**Teks Sumber:**

Konten ini merupakan kerja sama dengan Kompasiana, setiap artikel menjadi tanggung jawab penulis dan tidak mewakili pandangan redaksi Kompas.com
Beberapa waktu lalu saya diajak makan siang bareng dan sharing bareng oleh kawan saya yang merupakan manajer HRD di kantornya.
Usai kami habiskan makan siang kami, masuklah ke sesi sharing tentang pekerjaan, ya kawan saya itu waktu sharing tentang betapa menyebalkannya bekerja bareng generasi z atau Gen Z.
Wah, ini menarik juga nih jadi topik pembahasan, kata saya dalam hati, saya pun penasaran semenyebalkan apa sih kerja bareng gen Z itu menurutnya. Setelah saya investigasi cukup mendalam ternyata begini jawabannya.
Gen Z itu etos kerjanya bermasalah, mereka adalah generasi yang rapuh, mudah baperan, susah diatur, daya juangnya kurang, tapi tuntutannya tinggi, minta gaji tinggi, minta fasilitas macem-macem, sedikit-sedikit menyoal kesehatan mental, tapi kerjanya enggak sesuai visi misi kantor. Pokoknya menyebalkan banget.
Ya, begitulah penjelasan yang sangat berapi-api menggambarkan betul betapa sebalnya kawan saya itu dengan gen z di kantornya.
Kawan saya pun menanyakan kepada saya, bagaimana gen z di tempat saya, apakah sama etos kerjanya dengan gen z di kantornya. Dirinya juga bertanya apakah punya partner gen z dan bagaimana berpartner dengan gen z.

**Baris yang Ditampilkan:**
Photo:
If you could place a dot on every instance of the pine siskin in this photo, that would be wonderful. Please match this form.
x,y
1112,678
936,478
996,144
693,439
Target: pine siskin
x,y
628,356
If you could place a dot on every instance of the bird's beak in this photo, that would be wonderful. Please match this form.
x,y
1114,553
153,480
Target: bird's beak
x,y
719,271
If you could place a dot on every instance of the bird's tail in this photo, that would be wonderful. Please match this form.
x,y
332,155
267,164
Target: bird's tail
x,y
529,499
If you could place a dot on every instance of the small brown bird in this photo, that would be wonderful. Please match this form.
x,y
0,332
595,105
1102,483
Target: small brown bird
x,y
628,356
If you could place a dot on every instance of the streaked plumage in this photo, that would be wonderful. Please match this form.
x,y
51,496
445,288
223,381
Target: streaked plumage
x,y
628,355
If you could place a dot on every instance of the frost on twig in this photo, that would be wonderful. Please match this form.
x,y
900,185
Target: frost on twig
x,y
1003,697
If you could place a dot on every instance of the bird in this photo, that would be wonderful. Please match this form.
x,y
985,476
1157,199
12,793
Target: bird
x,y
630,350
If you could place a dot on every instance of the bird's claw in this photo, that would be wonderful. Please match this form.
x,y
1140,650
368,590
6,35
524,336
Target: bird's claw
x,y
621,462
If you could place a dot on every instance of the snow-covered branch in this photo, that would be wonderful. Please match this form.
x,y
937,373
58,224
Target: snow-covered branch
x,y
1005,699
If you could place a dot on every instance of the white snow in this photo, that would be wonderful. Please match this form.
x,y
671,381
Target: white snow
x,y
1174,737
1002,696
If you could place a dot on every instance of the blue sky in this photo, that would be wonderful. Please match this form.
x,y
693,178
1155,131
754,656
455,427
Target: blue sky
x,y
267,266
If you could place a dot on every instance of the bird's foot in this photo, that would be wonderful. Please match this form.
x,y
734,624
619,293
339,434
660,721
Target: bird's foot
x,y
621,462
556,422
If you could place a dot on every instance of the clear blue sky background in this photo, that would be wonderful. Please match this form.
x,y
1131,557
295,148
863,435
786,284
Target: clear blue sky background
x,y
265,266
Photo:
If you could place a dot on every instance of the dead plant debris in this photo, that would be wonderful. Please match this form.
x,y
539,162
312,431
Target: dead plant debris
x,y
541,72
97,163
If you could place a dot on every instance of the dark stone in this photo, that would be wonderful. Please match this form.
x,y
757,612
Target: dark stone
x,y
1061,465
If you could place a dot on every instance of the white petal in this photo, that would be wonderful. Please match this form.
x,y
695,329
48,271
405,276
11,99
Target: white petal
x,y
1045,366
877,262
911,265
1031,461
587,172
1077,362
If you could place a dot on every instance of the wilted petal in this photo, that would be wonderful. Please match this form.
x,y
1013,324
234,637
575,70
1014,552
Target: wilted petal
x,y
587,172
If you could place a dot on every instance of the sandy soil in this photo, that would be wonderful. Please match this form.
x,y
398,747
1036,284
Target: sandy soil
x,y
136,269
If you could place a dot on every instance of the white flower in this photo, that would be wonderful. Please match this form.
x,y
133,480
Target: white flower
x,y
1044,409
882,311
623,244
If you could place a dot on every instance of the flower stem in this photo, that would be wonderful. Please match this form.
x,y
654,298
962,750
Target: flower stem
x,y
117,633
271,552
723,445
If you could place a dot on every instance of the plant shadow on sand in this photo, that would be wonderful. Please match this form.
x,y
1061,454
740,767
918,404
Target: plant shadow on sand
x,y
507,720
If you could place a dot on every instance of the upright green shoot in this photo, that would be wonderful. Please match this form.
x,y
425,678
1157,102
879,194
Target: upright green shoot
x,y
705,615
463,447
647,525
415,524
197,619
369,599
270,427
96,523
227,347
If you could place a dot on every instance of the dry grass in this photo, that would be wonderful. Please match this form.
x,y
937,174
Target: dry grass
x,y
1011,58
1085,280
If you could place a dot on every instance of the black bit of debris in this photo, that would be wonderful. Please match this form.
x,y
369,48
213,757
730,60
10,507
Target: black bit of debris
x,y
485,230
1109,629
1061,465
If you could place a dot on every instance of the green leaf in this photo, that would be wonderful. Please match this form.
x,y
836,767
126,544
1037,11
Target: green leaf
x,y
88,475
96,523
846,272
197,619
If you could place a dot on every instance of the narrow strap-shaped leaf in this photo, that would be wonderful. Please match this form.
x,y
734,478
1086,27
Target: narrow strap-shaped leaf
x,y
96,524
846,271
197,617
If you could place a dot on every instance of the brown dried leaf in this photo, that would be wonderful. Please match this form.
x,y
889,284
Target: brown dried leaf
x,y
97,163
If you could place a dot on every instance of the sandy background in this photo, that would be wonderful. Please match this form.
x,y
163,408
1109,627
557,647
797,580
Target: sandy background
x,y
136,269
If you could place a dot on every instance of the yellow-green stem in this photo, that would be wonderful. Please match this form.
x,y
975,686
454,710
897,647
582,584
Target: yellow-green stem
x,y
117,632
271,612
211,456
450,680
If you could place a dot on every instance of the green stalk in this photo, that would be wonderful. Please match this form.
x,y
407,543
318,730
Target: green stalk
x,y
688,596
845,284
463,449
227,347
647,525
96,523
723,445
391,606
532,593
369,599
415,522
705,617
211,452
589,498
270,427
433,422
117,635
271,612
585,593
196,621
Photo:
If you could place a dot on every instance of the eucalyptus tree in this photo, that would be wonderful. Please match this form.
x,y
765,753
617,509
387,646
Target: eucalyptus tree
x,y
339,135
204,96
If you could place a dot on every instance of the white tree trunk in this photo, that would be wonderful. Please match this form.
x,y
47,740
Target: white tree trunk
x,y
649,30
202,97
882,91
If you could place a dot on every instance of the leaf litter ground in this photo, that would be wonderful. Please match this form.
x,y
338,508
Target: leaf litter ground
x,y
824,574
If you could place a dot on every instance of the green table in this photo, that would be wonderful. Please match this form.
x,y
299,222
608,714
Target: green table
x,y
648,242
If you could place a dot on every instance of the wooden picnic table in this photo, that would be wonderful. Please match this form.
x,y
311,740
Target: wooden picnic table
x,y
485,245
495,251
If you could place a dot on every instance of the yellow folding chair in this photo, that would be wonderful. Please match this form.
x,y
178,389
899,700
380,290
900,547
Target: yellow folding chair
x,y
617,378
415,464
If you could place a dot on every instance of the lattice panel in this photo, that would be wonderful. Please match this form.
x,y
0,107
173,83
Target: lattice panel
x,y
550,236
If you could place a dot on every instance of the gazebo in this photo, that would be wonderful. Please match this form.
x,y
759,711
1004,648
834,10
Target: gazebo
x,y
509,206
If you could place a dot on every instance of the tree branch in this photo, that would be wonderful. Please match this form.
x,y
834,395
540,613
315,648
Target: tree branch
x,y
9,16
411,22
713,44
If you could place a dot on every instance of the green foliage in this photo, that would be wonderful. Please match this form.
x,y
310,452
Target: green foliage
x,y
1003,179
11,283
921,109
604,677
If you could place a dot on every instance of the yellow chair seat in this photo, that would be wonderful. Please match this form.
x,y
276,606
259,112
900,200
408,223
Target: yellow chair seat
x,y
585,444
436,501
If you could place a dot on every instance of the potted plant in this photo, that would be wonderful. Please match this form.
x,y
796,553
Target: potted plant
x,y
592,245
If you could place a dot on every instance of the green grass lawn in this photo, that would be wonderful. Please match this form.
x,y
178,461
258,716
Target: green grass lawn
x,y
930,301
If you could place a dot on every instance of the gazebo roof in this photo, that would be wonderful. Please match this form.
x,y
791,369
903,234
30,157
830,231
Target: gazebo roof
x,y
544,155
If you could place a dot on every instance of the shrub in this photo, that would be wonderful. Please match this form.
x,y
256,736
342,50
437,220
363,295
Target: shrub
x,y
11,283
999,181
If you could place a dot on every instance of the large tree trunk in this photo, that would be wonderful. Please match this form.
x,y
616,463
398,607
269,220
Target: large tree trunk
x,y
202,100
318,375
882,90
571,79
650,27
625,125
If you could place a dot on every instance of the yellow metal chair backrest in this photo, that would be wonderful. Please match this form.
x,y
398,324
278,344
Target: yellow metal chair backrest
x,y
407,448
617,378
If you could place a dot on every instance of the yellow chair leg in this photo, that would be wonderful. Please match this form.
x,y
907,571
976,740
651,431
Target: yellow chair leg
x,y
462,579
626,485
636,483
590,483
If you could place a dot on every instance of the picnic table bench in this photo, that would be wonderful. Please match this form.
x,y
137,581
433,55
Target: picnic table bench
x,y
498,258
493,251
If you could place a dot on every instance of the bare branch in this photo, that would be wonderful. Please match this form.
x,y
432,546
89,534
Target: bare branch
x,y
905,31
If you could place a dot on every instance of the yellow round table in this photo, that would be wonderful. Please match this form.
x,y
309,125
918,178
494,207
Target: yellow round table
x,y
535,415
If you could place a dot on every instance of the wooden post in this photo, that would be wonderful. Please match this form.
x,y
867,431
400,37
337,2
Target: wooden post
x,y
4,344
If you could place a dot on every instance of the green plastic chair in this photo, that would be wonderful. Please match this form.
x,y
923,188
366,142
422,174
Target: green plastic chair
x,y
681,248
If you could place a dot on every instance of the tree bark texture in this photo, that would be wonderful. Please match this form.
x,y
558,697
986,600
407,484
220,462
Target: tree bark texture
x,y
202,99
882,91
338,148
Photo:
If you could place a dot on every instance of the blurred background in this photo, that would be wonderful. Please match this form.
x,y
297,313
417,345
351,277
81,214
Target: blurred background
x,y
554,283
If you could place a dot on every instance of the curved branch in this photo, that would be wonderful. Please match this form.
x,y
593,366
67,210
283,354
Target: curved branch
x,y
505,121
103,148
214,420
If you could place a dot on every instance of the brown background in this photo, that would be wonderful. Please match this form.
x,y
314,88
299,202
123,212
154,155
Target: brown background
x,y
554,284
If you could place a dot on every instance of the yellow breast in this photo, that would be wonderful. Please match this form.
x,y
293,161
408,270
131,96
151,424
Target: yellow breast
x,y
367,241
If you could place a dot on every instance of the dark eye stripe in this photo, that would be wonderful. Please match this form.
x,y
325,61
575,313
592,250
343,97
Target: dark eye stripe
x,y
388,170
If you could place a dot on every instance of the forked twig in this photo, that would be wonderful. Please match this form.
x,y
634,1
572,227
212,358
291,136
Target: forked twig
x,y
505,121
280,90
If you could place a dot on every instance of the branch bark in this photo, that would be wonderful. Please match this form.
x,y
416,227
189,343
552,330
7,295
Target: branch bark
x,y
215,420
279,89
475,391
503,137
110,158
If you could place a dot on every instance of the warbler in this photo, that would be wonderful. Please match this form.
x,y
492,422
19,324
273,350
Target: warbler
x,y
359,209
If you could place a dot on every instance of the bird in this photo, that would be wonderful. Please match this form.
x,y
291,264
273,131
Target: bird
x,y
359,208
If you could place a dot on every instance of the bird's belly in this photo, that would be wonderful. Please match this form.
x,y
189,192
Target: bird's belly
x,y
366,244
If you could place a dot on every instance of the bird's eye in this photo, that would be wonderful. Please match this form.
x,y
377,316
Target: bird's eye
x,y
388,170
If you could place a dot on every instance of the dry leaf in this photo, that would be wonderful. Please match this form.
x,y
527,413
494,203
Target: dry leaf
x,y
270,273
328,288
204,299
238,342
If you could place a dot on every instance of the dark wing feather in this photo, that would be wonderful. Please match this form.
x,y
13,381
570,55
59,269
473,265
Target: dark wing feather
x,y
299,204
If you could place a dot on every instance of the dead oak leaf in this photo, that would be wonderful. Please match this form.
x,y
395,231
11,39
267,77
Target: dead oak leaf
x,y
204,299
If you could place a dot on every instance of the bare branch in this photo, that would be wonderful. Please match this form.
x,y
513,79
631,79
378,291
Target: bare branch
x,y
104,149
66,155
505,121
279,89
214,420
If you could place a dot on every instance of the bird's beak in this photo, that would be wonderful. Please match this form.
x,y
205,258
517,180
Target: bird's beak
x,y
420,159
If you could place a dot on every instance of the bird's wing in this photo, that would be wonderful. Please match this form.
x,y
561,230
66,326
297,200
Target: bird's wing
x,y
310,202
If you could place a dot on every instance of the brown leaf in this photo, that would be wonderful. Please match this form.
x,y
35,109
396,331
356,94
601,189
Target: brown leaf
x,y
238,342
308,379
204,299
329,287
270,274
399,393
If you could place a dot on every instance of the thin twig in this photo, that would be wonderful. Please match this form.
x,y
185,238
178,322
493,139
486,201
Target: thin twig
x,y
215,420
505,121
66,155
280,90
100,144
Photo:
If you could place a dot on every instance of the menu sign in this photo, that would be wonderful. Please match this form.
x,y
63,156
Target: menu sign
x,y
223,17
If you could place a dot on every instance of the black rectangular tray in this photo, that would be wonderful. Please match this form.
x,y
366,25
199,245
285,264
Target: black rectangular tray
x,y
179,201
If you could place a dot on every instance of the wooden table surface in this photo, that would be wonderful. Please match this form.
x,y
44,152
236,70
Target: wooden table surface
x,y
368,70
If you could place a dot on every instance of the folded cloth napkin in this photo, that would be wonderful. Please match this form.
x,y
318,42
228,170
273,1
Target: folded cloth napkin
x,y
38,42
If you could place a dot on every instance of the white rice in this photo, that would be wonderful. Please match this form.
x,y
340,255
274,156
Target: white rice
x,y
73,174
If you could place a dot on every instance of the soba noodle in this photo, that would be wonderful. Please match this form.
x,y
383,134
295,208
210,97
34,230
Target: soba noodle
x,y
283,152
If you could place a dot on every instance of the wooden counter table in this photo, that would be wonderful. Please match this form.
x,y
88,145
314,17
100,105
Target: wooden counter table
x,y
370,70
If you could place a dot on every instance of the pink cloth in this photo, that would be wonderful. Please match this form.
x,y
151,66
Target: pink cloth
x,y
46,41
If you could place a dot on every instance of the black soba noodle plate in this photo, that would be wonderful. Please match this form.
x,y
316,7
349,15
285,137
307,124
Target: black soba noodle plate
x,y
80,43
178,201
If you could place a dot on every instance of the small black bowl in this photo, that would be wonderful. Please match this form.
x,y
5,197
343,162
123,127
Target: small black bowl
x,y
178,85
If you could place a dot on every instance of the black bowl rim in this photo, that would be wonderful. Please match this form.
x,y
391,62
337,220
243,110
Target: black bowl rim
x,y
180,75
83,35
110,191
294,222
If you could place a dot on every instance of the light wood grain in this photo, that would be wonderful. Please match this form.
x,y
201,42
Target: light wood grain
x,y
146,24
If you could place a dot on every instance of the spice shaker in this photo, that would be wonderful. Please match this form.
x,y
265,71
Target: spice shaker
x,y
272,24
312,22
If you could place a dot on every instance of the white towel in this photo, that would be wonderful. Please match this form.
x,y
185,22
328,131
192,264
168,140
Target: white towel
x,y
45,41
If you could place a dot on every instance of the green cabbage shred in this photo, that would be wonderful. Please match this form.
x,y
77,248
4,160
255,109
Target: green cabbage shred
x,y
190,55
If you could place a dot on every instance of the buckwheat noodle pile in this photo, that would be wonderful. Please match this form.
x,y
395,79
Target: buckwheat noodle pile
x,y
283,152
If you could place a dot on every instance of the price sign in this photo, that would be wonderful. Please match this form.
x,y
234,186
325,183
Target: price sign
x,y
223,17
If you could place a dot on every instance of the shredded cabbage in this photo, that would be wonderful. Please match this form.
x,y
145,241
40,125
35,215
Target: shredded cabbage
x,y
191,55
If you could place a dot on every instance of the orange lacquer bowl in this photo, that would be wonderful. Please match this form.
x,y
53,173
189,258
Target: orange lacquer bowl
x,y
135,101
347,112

**Instruksi Tertulis 1:** Cetak seluruh bagian artikel tentang Gen Z di tempat kerja, mulai dari "Wah, ini menarik" sampai ke "itu dengan gen z di kantornya.".
**Instruksi Tertulis 2:** Ubah paragraf yang diawali "Gen Z itu etos kerjanya bermasalah" dalam artikel tentang Gen Z di tempat kerja menjadi daftar poin singkat yang memuat semua keluhan utamanya.
Baris-baris di atas tidak diperlukan untuk mengerjakan tugas.

**Jawaban Terurai 1:**
Wah, ini menarik juga nih jadi topik pembahasan, kata saya dalam hati, saya pun penasaran semenyebalkan apa sih kerja bareng gen Z itu menurutnya. Setelah saya investigasi cukup mendalam ternyata begini jawabannya.
Gen Z itu etos kerjanya bermasalah, mereka adalah generasi yang rapuh, mudah baperan, susah diatur, daya juangnya kurang, tapi tuntutannya tinggi, minta gaji tinggi, minta fasilitas macem-macem, sedikit-sedikit menyoal kesehatan mental, tapi kerjanya enggak sesuai visi misi kantor. Pokoknya menyebalkan banget.
Ya, begitulah penjelasan yang sangat berapi-api menggambarkan betul betapa sebalnya kawan saya itu dengan gen z di kantornya.

**Jawaban Terurai 2:**
- Etos kerja bermasalah
- Rapuh dan mudah baperan
- Susah diatur
- Daya juang kurang, tetapi tuntutan tinggi: gaji tinggi dan fasilitas macam-macam
- Sedikit-sedikit menyoal kesehatan mental
- Kerja tidak sesuai visi misi kantor
- Pokoknya sangat menyebalkan